*** RECORD SET ***

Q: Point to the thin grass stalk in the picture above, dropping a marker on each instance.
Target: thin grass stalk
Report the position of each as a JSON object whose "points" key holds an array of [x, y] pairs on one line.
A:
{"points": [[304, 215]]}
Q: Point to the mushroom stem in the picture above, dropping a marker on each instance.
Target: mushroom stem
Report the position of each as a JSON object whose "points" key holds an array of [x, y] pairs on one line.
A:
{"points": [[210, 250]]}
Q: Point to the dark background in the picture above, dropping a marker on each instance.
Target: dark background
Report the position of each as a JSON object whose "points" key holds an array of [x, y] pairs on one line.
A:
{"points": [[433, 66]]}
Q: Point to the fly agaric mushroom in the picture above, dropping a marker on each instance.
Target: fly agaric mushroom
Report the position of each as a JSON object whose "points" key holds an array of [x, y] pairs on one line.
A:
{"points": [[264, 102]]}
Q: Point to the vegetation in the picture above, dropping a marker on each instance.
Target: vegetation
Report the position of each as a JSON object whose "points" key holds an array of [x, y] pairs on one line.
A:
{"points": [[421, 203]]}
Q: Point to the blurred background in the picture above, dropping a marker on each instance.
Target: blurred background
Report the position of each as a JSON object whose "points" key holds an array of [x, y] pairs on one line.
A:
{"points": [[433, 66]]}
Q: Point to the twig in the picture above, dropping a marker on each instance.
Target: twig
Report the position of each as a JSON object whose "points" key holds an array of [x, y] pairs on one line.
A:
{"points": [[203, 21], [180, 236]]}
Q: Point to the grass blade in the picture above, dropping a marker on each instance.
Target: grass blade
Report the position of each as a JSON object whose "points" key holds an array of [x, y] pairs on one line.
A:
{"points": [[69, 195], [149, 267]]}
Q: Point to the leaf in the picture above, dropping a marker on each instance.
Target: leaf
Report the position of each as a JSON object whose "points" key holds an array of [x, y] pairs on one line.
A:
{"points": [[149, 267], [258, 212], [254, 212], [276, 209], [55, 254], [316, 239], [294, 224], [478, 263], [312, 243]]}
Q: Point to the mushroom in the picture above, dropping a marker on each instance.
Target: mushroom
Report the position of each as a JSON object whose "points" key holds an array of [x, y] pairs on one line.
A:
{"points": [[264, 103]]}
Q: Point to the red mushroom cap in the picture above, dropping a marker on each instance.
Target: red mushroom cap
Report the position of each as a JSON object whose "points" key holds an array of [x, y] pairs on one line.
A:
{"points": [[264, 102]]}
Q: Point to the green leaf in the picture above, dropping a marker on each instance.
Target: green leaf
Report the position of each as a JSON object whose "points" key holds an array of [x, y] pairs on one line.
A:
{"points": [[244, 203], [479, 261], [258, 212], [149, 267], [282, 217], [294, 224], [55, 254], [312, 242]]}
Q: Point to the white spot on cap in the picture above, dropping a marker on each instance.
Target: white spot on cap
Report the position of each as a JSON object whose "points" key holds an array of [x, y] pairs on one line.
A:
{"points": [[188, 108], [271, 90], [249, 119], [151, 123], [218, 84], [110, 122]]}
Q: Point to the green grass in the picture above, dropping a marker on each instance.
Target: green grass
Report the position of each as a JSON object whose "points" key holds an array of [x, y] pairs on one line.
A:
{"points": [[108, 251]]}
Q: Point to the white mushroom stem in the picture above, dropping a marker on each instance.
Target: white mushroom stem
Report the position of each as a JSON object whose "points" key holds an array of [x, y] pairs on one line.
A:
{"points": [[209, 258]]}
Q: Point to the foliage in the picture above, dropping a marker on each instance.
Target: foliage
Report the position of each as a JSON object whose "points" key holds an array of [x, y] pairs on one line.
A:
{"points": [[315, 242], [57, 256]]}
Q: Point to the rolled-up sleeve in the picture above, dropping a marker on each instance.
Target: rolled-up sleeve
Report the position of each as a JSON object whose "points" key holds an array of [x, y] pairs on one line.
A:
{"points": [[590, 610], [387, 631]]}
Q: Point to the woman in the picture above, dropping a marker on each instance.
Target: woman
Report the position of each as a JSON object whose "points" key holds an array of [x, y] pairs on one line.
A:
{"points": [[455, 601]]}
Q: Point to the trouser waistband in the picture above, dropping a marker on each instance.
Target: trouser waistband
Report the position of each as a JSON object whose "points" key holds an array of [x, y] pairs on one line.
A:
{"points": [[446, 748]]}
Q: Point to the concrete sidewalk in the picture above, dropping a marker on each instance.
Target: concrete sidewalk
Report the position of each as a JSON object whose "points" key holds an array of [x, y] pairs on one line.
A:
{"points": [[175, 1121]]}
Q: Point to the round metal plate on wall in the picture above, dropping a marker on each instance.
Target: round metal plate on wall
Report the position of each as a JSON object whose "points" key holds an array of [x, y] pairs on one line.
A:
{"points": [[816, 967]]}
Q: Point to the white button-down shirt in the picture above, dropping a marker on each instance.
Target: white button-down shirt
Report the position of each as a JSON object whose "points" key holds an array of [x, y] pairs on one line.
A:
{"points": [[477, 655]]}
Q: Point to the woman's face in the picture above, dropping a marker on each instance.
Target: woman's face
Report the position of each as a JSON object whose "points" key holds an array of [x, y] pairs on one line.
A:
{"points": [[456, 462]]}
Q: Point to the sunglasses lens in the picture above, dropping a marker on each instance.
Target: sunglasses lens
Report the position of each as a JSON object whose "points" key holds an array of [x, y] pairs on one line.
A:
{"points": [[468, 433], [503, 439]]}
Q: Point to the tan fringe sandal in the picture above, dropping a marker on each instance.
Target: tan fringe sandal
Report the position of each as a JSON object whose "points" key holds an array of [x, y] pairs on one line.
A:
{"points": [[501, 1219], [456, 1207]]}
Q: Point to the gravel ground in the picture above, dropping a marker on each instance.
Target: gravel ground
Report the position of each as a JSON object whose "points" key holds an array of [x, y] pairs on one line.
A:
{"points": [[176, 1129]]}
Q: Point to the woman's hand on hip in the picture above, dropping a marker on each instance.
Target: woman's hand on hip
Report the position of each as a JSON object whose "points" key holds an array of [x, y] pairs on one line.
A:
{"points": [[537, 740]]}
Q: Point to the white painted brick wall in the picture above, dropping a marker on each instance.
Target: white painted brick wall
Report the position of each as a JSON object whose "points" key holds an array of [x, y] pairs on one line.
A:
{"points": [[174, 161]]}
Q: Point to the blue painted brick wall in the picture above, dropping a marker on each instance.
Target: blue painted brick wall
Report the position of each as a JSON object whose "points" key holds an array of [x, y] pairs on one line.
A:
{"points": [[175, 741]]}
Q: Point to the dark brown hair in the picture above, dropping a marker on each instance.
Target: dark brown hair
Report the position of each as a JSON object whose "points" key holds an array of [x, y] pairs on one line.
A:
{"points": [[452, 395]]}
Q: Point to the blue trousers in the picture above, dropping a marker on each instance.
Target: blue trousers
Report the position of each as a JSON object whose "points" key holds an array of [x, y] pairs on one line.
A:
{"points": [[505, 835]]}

*** End of RECORD SET ***

• WHAT IS BEING ASKED
Would you copy, unchanged, the stretch of the records above that begins at the line containing "Target: trouser waistband" and ends at the line containing "Target: woman's face", and only that?

• ANSWER TO THIS TASK
Target: trouser waistband
Report the position of each as a JSON object whose "points" key holds an array of [x, y] pairs on one line.
A:
{"points": [[446, 748]]}
Q: Point to the concrete sidewalk in the picture above, dropping a marker on each instance.
Target: concrete sidewalk
Report the position of each as a JSON object whose "points" key holds an array of [x, y] pairs on one line.
A:
{"points": [[175, 1121]]}
Q: Point to the round metal plate on wall in the picture above, dropping a marker on each instance.
Target: round metal plate on wall
Report the position of each as a JSON object whose "points" key holds an array of [x, y] pairs on one line.
A:
{"points": [[816, 967]]}
Q: Point to the white button-down shirt in the picture above, dropping a marker on each instance.
Target: white button-down shirt
Report the position of each as a JSON object whose "points" key holds an array of [x, y] pairs on one line.
A:
{"points": [[477, 655]]}
Q: Point to the woman's face in the picture above, dropping a marker on each instance.
Target: woman's face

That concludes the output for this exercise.